PROBLEM TO SOLVE ▸ Reproduce verbatim only the lines from the one containing "For every instance of the wrist" through the last line below, both included.
Top of DATA EXTRACT
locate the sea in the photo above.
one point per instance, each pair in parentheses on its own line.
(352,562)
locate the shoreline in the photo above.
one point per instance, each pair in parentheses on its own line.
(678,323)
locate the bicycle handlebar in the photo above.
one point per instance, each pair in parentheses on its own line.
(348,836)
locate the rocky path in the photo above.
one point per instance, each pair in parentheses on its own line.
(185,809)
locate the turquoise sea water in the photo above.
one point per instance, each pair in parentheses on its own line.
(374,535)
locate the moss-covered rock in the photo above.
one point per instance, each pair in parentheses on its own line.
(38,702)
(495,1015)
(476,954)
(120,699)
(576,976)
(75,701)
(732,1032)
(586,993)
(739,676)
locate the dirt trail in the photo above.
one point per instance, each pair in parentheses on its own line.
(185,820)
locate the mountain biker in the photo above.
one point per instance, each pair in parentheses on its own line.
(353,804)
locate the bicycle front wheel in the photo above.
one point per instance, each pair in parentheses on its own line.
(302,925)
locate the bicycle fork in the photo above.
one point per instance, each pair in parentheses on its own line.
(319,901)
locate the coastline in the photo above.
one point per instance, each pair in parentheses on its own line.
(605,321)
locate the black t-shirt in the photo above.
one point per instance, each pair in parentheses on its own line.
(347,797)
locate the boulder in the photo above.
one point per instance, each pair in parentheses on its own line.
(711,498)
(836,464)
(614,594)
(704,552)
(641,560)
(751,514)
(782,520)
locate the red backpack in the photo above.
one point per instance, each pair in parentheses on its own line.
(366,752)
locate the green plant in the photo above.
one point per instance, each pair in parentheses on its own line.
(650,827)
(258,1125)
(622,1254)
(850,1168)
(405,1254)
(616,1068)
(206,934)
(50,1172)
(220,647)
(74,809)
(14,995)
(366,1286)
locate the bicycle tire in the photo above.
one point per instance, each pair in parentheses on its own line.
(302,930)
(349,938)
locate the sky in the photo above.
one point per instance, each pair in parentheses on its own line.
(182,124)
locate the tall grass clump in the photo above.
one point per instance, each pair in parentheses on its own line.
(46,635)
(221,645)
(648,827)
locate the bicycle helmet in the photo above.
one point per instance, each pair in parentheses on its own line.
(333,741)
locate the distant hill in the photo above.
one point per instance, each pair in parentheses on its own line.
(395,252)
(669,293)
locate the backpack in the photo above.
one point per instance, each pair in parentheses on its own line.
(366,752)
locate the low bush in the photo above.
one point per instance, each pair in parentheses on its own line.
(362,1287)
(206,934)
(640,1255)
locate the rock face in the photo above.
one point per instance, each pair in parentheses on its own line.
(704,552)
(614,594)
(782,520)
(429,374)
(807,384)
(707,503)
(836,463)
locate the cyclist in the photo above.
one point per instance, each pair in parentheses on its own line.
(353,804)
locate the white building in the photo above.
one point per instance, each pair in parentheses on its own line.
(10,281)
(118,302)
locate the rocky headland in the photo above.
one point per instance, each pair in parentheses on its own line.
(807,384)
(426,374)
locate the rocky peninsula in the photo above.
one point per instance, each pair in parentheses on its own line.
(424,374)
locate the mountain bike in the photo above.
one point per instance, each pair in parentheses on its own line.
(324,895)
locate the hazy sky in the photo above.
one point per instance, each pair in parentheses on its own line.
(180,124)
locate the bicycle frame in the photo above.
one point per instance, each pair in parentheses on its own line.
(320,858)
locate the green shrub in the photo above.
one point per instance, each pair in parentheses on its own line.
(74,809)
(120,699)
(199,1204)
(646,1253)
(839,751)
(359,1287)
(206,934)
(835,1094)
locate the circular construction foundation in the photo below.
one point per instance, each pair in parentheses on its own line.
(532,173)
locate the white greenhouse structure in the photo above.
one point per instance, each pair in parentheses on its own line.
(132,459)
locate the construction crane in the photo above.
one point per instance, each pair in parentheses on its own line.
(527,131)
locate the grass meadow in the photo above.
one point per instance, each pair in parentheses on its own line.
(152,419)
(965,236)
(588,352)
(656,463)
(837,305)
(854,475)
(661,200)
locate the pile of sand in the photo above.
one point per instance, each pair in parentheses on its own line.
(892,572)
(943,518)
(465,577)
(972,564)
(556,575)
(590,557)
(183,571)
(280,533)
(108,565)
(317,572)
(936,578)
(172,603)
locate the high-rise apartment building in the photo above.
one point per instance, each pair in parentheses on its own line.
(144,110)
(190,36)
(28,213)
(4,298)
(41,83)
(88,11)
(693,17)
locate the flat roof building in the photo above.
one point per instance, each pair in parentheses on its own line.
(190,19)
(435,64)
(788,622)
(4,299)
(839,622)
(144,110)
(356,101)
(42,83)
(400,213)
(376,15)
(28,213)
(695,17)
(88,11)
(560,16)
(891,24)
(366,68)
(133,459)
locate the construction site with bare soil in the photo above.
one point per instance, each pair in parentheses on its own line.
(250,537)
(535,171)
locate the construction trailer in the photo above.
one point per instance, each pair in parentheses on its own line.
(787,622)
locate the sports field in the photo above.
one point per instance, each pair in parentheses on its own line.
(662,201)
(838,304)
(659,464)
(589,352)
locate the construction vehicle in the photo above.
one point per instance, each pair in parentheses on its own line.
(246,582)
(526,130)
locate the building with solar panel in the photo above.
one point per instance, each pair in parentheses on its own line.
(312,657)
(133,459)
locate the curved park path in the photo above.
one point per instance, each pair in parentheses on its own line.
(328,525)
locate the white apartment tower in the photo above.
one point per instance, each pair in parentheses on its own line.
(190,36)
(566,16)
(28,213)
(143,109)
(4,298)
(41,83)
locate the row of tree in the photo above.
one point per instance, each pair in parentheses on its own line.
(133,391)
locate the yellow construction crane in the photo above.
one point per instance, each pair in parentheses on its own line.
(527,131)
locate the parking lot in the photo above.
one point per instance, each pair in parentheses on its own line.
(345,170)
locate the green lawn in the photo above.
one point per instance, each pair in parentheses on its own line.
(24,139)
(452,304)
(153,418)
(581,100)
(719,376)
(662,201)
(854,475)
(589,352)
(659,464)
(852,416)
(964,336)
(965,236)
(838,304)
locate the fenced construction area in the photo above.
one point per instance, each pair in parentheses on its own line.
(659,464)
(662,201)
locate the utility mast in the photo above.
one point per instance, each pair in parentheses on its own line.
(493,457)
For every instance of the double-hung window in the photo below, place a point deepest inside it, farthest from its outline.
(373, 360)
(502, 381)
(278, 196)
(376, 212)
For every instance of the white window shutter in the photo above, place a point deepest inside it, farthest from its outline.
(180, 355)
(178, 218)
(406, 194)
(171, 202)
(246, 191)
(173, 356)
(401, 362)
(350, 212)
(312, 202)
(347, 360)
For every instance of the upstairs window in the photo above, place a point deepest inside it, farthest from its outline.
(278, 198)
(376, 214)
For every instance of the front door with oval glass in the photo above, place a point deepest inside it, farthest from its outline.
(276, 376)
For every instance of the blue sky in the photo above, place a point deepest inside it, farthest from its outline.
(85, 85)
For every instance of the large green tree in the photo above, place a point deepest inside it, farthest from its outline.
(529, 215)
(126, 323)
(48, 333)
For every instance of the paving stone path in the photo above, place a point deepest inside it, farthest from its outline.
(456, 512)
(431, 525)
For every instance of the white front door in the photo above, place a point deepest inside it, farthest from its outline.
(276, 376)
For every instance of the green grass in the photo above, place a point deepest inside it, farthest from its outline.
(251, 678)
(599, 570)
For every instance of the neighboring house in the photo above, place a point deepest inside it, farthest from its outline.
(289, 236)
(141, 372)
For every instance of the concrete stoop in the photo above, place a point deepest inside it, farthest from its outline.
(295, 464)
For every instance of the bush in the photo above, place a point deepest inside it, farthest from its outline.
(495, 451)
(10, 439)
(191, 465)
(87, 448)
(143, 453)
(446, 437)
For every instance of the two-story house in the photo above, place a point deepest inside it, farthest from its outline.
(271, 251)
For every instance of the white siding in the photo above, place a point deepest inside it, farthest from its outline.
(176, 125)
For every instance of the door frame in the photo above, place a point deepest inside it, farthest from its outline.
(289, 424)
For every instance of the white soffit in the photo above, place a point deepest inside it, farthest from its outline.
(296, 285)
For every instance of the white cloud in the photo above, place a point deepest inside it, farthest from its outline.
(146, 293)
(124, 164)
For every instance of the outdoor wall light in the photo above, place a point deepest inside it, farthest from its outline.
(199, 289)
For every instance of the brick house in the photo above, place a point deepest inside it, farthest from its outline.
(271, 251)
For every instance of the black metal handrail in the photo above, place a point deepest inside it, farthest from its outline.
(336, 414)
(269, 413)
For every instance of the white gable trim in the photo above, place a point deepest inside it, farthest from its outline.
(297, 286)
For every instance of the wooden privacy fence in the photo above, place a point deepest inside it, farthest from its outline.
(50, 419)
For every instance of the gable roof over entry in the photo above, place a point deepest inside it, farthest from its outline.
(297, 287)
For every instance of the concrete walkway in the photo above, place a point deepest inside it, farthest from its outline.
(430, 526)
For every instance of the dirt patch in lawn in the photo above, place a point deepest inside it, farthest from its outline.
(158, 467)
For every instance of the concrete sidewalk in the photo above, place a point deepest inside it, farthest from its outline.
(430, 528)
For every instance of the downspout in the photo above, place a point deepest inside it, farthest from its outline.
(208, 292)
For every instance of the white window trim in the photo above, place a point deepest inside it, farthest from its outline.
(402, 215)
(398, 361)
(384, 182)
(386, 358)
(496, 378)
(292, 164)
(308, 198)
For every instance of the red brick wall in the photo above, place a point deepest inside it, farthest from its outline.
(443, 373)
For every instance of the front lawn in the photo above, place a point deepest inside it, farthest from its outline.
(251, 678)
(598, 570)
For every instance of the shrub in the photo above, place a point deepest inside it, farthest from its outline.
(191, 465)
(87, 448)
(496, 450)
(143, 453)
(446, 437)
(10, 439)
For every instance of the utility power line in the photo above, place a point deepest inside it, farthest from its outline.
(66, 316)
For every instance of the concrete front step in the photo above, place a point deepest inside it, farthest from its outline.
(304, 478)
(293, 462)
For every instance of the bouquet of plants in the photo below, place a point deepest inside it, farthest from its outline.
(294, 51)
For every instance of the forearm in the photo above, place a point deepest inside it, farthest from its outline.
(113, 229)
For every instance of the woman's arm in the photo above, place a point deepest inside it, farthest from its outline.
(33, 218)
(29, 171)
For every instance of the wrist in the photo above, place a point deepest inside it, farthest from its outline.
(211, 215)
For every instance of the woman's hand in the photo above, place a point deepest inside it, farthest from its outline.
Bottom of DATA EXTRACT
SOLVED EXERCISE ▸
For every instance of the wrist in the photo above, place a point deepest inside it, farthest from its outline.
(211, 215)
For every instance of the woman's hand in the photo above, place a point deepest inside it, farthest from its outline.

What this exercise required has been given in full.